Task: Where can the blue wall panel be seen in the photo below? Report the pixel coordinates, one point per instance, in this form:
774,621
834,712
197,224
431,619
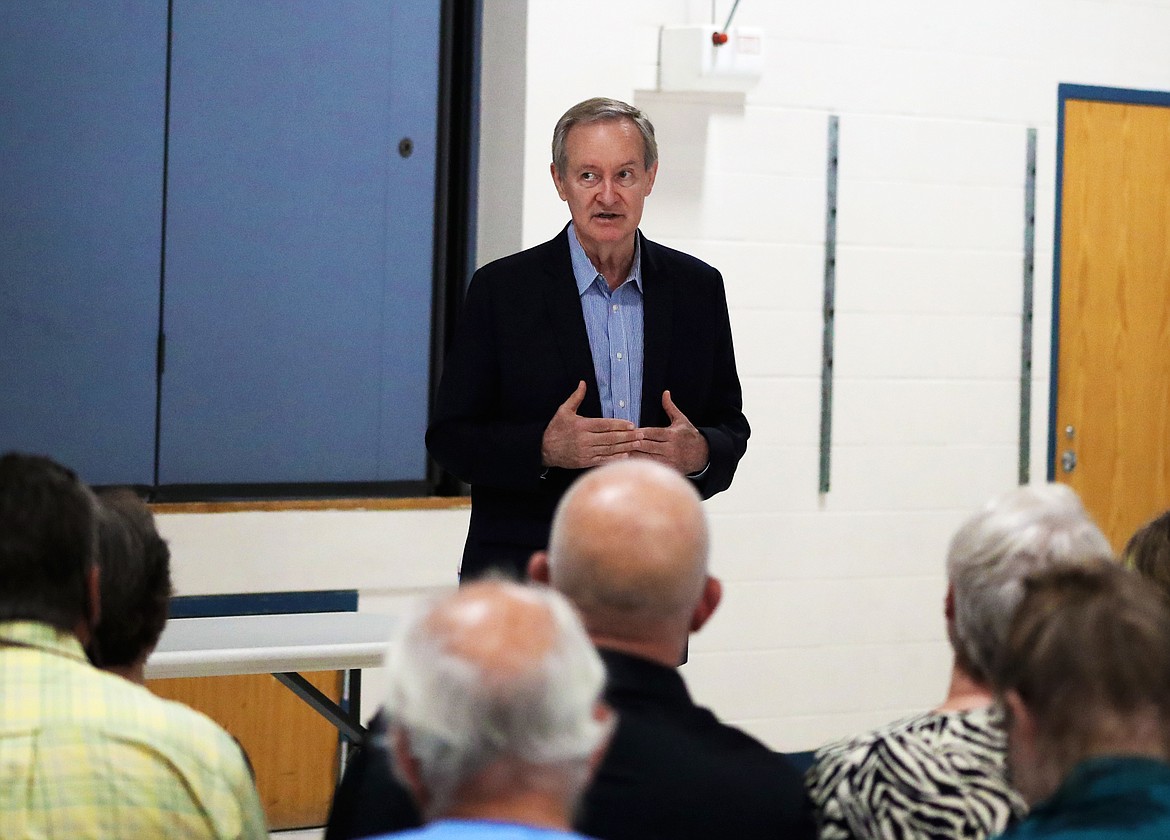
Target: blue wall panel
298,260
82,90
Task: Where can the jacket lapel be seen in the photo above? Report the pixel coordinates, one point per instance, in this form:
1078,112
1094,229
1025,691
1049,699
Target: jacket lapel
563,305
658,321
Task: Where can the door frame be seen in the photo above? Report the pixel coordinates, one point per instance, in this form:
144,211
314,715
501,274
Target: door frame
1085,93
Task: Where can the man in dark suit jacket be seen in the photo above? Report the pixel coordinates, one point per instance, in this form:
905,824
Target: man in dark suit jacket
597,345
630,550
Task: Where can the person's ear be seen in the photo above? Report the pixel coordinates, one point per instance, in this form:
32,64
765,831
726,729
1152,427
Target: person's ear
1020,721
708,603
406,765
538,566
87,626
607,716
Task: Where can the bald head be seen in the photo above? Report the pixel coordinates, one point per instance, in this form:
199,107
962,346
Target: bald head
495,682
630,548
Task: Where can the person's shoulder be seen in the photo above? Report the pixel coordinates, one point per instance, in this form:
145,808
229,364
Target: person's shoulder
173,728
524,262
854,754
662,257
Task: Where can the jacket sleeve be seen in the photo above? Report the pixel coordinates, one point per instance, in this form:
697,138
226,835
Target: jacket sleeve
472,433
722,422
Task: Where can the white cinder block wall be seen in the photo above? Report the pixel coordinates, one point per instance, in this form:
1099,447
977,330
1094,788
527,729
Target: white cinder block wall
832,617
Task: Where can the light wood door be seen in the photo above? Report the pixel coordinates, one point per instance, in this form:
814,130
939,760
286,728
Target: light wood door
1113,383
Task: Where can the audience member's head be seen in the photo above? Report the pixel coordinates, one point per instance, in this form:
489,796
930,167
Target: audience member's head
1148,551
1020,532
47,545
136,584
495,704
1085,672
630,549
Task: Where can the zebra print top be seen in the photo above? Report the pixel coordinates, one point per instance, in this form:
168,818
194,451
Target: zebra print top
938,775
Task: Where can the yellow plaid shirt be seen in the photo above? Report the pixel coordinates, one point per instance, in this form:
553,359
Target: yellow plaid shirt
87,755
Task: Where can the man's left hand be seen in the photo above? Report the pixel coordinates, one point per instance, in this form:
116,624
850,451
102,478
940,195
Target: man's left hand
679,445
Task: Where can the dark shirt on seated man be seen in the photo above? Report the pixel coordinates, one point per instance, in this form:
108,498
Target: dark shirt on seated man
630,549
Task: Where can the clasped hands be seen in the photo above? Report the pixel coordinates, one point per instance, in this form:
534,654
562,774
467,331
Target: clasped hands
576,442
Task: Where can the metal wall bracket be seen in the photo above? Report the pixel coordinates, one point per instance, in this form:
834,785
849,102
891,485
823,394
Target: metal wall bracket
828,310
1026,312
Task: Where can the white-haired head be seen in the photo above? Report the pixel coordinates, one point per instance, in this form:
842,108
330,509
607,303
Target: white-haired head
1023,531
496,684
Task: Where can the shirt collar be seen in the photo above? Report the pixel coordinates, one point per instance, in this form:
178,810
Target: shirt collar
584,272
41,637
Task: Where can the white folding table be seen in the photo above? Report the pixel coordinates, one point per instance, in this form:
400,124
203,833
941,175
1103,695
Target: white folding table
282,646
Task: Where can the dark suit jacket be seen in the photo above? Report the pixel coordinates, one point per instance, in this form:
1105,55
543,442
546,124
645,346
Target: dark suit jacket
518,352
672,771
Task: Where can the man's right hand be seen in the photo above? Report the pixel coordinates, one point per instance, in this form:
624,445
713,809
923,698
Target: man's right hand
575,442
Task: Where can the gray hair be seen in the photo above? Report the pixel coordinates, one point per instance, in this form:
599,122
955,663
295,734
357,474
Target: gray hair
601,110
1024,531
461,716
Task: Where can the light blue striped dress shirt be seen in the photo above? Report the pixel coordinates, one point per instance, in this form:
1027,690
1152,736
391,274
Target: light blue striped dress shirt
613,321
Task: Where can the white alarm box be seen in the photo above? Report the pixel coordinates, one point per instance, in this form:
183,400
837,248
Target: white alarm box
690,60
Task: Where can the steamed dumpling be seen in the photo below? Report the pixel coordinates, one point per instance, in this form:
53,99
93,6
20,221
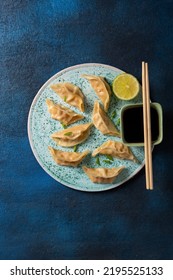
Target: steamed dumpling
73,135
70,94
67,158
103,175
102,121
62,114
101,88
115,149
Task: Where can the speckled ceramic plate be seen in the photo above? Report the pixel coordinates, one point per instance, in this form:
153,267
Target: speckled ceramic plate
41,126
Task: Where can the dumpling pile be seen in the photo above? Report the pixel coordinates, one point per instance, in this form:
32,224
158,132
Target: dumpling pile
72,136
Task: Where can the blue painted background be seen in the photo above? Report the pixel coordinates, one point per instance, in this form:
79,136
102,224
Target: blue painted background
39,218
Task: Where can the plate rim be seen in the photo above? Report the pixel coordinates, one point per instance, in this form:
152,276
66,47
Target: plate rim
30,134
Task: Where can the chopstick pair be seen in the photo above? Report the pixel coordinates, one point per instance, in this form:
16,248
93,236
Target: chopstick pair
147,127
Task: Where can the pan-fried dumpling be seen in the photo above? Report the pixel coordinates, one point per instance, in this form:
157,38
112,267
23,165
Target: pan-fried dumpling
70,94
101,88
115,149
62,114
102,121
67,158
73,135
103,175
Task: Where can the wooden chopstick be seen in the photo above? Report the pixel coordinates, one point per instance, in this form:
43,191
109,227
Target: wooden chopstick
147,127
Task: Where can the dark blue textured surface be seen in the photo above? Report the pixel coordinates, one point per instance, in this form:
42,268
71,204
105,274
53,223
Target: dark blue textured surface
39,218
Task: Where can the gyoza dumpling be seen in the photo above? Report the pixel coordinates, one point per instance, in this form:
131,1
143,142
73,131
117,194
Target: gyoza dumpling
102,121
62,114
115,149
67,158
102,175
101,88
70,94
73,135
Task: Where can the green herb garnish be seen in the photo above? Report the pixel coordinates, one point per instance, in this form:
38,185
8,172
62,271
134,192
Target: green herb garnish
118,122
75,148
68,133
107,161
98,161
110,157
113,114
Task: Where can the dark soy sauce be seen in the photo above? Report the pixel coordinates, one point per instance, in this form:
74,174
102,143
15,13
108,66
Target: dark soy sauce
133,125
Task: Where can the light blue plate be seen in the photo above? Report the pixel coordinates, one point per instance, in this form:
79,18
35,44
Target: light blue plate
41,126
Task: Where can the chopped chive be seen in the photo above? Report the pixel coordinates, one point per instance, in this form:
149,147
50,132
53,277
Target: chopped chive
68,133
110,157
64,125
98,161
107,161
118,122
113,114
75,148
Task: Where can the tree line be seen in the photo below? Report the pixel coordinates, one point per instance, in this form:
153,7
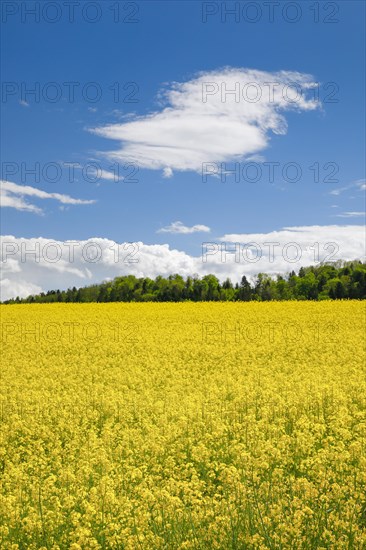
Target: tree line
339,280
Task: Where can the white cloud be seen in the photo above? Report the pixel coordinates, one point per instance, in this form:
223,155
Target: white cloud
351,215
167,173
360,184
179,227
25,275
11,196
198,125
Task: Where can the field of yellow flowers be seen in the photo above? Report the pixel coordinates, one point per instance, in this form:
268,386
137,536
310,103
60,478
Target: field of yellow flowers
177,426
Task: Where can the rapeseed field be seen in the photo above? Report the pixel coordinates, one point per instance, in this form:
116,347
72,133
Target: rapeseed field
183,426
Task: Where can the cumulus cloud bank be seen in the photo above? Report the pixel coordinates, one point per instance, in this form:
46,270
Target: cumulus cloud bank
205,121
33,265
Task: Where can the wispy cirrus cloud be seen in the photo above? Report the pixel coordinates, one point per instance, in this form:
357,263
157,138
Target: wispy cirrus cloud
351,215
197,125
12,196
179,227
360,184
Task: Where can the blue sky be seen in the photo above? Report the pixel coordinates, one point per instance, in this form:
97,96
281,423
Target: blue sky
170,43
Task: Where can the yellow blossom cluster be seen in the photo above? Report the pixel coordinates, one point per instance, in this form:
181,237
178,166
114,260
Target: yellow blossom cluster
183,426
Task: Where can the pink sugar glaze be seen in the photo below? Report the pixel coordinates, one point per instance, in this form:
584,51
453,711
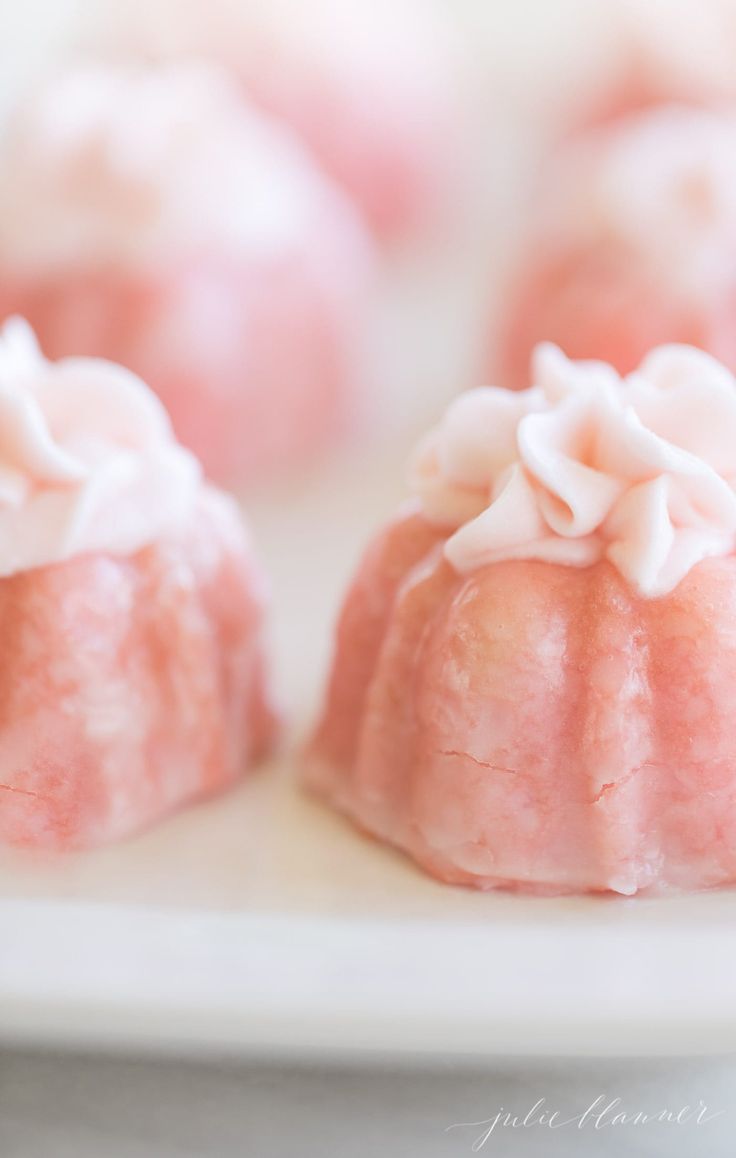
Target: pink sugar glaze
534,726
133,684
257,366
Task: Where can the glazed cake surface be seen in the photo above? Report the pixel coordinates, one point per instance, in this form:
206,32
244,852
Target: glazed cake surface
535,664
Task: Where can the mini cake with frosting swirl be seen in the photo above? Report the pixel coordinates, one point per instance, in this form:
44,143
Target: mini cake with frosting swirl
148,215
131,603
535,664
633,246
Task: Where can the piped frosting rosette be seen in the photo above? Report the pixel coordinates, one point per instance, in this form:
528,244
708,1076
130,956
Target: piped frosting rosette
88,460
584,466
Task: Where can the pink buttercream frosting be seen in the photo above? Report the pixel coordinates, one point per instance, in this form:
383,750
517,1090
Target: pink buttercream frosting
586,466
88,461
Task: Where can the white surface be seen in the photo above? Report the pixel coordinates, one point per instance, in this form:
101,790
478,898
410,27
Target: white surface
260,922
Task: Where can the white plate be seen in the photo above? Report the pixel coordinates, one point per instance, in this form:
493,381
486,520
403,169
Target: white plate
262,922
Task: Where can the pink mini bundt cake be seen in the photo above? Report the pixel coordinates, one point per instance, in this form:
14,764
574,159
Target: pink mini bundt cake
151,217
663,51
369,87
535,671
131,608
634,247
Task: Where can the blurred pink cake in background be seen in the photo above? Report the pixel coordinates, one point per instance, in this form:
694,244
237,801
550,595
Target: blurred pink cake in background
148,215
131,608
667,51
370,87
535,668
633,244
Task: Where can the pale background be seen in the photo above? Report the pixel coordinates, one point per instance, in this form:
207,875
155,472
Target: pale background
524,60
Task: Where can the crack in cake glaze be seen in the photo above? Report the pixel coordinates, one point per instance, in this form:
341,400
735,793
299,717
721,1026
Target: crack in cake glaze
586,466
535,664
88,460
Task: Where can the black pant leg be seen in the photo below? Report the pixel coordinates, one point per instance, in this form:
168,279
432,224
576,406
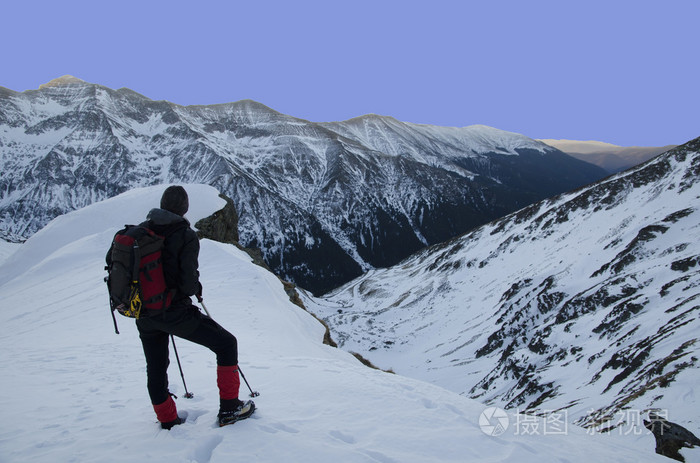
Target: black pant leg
155,349
210,334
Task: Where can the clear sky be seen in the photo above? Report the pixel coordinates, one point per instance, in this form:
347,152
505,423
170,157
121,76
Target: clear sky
622,72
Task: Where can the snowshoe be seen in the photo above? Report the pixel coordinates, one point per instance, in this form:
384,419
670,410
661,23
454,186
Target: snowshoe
241,412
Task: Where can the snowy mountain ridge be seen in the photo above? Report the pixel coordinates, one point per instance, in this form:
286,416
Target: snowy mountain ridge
586,303
75,391
323,201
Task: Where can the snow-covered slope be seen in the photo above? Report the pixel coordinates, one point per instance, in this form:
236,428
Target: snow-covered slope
586,303
75,391
323,202
612,158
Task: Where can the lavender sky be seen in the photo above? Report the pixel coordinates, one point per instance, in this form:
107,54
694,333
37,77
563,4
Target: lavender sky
622,72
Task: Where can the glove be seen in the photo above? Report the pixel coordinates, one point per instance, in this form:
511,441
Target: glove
199,292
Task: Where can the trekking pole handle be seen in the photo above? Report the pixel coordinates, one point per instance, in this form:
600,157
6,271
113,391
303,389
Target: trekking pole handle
201,301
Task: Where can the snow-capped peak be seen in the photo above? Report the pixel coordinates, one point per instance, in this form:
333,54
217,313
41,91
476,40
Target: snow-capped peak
62,82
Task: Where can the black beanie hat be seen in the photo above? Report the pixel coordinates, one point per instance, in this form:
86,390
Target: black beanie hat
175,200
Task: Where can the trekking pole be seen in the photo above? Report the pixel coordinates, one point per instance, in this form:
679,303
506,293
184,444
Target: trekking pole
188,395
252,393
201,301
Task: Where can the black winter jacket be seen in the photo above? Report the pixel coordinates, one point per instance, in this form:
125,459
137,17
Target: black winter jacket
180,254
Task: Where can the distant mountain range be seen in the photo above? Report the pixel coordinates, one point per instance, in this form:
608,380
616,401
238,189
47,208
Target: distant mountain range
586,303
324,202
612,158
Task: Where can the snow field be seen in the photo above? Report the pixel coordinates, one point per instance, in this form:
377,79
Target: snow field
75,391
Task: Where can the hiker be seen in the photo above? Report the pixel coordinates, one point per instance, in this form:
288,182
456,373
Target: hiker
183,319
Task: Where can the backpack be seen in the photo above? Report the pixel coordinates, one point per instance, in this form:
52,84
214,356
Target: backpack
135,278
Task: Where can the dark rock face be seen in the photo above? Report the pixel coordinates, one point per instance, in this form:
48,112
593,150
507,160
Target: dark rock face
323,202
585,302
670,437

- [Task] Where does the string "below" occur in the material? Copy every line where it does.

- [Task result]
Task: Where can the blue wall panel be seen in the photo below? Report the pixel coordinates, one point per instance, in this form:
Task: Where can the steamed dumpling be seen in the photo below? Report the pixel coordinates, one point per instance, in this form:
Task: Where can the tree line be seen in the photo below? Report the pixel coordinates, one point per instance, in this form:
Task: Where can the pink sugar glaze be seen in the photo below? Report the pixel coordinates, one point per instance, in this form:
Task: Where can the black pant leg be seen in the photo below? Report the pixel coordinates, one point per instance, in this form:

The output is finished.